[Data extracted from a collection]
::::::::

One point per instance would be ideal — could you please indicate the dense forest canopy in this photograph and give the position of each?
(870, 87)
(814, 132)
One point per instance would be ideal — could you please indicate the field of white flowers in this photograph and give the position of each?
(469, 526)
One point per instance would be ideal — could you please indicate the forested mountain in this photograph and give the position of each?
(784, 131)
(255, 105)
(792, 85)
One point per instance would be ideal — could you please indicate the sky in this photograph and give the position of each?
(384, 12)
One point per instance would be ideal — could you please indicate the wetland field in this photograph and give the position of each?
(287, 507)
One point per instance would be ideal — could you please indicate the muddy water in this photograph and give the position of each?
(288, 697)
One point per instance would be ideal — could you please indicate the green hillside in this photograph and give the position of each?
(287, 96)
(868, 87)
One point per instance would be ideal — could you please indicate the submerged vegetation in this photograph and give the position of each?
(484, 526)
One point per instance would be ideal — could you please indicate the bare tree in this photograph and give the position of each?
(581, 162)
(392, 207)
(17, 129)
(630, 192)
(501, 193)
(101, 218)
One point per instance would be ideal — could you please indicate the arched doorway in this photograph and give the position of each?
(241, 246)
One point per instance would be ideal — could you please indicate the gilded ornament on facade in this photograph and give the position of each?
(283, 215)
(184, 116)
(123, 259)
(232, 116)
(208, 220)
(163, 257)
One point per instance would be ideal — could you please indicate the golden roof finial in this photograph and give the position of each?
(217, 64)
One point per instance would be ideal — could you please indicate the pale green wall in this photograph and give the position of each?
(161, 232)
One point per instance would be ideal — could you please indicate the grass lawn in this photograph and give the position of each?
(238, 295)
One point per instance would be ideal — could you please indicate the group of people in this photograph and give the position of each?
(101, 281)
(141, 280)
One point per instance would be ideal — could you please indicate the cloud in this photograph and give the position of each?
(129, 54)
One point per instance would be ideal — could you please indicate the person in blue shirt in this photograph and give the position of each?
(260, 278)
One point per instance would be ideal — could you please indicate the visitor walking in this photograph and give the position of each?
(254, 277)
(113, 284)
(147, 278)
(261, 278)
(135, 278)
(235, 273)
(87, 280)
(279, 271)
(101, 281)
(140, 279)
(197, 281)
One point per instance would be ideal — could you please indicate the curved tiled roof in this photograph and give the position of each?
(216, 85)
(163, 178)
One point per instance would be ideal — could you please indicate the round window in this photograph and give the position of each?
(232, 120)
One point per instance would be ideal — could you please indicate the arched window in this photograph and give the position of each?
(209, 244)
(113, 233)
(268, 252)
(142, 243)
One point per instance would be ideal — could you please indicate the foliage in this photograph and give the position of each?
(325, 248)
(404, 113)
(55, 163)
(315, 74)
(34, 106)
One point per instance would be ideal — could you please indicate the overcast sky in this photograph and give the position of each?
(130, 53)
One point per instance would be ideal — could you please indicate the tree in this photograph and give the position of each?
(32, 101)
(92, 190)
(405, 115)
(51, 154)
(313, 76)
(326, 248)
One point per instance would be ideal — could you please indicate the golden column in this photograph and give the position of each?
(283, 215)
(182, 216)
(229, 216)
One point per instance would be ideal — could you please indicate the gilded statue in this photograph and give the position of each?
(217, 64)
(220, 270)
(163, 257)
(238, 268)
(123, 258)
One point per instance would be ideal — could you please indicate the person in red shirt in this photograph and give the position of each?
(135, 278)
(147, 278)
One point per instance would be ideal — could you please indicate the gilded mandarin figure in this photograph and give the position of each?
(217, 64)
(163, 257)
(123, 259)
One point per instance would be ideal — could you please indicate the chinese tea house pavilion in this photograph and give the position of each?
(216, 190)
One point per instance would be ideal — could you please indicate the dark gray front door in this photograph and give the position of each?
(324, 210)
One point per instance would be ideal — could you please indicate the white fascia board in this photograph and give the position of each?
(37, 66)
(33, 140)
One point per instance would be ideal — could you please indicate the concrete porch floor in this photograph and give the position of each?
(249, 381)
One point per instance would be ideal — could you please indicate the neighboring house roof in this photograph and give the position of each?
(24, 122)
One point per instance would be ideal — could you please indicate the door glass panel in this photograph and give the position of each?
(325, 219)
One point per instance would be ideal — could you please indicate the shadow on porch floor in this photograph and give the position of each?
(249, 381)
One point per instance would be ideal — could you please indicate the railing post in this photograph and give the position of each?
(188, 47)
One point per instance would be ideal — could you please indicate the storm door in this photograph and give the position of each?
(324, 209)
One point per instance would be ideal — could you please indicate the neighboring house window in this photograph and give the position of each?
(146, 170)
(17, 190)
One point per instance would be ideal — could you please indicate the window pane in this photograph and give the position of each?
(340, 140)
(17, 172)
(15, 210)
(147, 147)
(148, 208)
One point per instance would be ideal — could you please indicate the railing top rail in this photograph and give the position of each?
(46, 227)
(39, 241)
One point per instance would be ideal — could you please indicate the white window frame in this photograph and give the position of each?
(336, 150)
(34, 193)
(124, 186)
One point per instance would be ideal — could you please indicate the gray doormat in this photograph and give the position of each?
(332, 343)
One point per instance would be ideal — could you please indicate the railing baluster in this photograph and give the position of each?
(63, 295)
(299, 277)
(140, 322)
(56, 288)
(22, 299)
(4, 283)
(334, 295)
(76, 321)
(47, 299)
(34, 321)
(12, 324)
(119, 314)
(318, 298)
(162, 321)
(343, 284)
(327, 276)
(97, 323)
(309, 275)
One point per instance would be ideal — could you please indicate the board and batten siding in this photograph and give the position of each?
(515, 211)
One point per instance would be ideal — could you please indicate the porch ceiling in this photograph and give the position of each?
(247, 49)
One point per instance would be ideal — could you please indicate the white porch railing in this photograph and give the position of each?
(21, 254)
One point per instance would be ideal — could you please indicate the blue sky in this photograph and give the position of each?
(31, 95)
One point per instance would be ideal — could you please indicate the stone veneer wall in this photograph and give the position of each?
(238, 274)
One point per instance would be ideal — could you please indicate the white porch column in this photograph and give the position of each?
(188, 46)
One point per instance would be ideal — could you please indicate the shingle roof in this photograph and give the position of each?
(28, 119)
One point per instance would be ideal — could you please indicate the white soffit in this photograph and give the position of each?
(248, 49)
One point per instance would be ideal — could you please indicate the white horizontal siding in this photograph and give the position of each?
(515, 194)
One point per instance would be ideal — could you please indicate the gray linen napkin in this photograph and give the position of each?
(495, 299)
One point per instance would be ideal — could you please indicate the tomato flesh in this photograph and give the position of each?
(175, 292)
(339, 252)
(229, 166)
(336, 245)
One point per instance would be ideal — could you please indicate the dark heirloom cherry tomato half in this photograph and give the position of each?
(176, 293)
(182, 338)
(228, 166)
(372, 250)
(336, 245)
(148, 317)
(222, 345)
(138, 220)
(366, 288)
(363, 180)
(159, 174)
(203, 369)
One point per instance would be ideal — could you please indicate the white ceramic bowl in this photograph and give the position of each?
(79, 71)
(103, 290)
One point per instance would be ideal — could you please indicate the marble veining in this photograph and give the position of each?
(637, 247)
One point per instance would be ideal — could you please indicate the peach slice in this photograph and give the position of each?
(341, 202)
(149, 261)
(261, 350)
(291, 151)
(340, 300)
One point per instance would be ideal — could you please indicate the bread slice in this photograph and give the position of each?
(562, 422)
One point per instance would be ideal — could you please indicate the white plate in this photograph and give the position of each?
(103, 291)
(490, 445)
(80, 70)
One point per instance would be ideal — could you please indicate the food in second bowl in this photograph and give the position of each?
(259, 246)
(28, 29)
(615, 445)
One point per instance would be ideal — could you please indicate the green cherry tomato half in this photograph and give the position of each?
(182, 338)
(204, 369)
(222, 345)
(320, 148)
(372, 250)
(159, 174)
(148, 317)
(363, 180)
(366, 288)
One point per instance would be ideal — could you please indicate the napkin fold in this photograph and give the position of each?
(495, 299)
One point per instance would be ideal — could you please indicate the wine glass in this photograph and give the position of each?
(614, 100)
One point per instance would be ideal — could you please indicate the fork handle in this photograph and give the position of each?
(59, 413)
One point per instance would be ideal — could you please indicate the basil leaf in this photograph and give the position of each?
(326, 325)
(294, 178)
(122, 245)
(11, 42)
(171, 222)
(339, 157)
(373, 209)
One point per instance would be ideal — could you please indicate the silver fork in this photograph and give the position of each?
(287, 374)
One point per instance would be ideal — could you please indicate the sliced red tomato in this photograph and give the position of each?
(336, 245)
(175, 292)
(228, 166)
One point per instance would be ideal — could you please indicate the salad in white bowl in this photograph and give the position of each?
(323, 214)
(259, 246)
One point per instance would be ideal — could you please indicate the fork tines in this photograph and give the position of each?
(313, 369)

::::::::

Task item:
Restate word for word each line of the data from the one with "indicate the silver" to the last, keeping both ends.

Result:
One point per instance would be ideal — could you please indicate the silver fork in this photograph and give the position of each?
(287, 374)
One point per instance would be ideal — could you please indicate the sliced red tomato in this photograph and give the position of each?
(336, 245)
(175, 292)
(228, 166)
One point per instance would be ideal — could you please indicate the salad in white bowl in this photograph and give the position of each?
(323, 214)
(259, 246)
One point per instance would be ideal — could you please indicate the fork tines in this photograph and give the position of each?
(313, 369)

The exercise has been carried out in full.